WORK REQUEST
Without the pictures, give the entries below again exactly as written.

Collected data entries

* * * * *

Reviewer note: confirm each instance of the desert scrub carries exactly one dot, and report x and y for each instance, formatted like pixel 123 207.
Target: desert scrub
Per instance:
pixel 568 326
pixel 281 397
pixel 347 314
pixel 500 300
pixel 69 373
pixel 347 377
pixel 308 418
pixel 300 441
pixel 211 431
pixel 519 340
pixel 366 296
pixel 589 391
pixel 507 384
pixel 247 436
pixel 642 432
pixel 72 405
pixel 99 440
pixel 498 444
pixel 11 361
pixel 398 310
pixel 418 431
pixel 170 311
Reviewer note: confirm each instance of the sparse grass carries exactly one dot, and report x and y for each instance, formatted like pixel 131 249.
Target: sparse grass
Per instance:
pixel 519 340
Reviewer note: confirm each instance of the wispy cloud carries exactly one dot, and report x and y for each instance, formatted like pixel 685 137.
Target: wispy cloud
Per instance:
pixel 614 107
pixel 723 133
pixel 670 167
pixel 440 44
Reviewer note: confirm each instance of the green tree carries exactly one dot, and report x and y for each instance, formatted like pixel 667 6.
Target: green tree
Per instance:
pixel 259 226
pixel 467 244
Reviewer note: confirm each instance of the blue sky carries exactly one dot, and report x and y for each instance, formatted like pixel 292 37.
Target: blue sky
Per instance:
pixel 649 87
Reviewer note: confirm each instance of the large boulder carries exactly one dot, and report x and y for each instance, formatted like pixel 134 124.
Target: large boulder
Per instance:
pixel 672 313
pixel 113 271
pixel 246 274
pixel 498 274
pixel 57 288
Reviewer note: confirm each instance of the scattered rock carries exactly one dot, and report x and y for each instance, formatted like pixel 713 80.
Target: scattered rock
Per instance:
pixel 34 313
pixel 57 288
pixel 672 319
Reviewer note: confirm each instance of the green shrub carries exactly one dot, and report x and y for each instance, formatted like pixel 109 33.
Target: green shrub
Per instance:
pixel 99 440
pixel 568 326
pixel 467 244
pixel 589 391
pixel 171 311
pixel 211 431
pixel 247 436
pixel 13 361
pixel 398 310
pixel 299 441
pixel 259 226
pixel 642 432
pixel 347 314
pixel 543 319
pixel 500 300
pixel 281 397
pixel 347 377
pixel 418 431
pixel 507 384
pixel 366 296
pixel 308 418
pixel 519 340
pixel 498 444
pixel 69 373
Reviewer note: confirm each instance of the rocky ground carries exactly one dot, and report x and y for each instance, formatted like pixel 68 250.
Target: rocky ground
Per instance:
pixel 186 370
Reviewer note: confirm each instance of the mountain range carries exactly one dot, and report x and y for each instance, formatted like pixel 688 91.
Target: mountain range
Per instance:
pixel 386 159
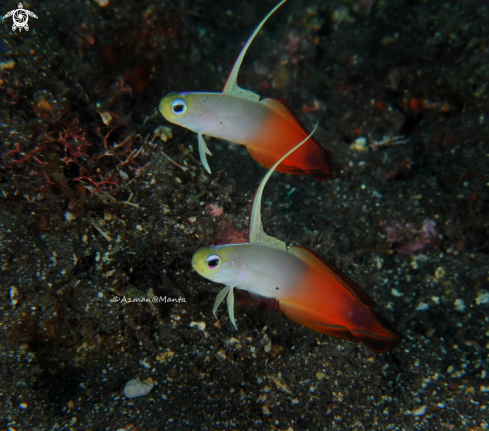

* * * * *

SOLUTION FOR THIS PROBLEM
Reviewer note: confirm each instance of the desert scrub carries exactly one dot, and report x and y for each instance, formatted like pixel 123 207.
Target: desert scrub
Per instance:
pixel 568 326
pixel 281 397
pixel 347 314
pixel 500 300
pixel 69 373
pixel 347 377
pixel 308 418
pixel 300 441
pixel 211 431
pixel 519 340
pixel 366 296
pixel 589 391
pixel 507 384
pixel 247 436
pixel 642 432
pixel 72 405
pixel 99 440
pixel 498 444
pixel 11 361
pixel 398 310
pixel 418 431
pixel 170 311
Reviewer note: confirm each instance of the sparse grass carries exactly one dot, and report x and y for each instance, formatted like pixel 131 249.
Target: sparse grass
Per instance:
pixel 519 340
Reviewer note: confirm each instance of the wispy cloud carries exactly one dot, and report x and y for each instance, formatted like pixel 685 137.
Target: wispy cloud
Per instance:
pixel 614 107
pixel 723 133
pixel 670 167
pixel 440 44
Reviewer note: confirm each instance of the green tree carries exactly one dot, and report x and y for each instance, formatted like pixel 667 6.
Target: green tree
Per instance:
pixel 259 226
pixel 467 244
Reviewer note: confirm each instance of the blue sky carries exactly one dot, and report x and y for each instance, formatted like pixel 292 37.
Target: blue sky
Per instance:
pixel 649 87
Reviewer note: confirm each instance of the large boulder carries exactly one dot, and report x and y for each instance, formatted like pixel 134 124.
Target: large boulder
Per instance:
pixel 672 313
pixel 113 271
pixel 246 274
pixel 498 274
pixel 57 288
Reviewer note: confirm each instance of the scattered rock carries exactly one dot, and report x and y for each instance, formatted like pixel 713 80.
Target: scattered rock
Per instance:
pixel 34 313
pixel 57 288
pixel 672 319
Reviewer note: confirm each instance of the green shrub carries exactly one dot, and report x and y for each instance, formatted like pixel 109 33.
Target: green shrub
Per instance:
pixel 99 440
pixel 568 326
pixel 467 244
pixel 589 391
pixel 171 311
pixel 211 431
pixel 247 436
pixel 13 361
pixel 398 310
pixel 299 441
pixel 259 226
pixel 642 432
pixel 347 314
pixel 543 319
pixel 500 300
pixel 281 397
pixel 347 377
pixel 418 431
pixel 507 384
pixel 366 296
pixel 308 418
pixel 519 340
pixel 498 444
pixel 69 373
Reviewer note: confirm each instance of the rocky ground carries exactly one dot, and report x and y for each instance, formatted like pixel 68 250.
Target: rocky ground
Per instance:
pixel 186 370
Reviewer note: confirm each instance of the mountain range carries exactly one dot, and report x and y for each instance, formatted like pixel 688 91.
Target: mountain range
Per instance:
pixel 386 159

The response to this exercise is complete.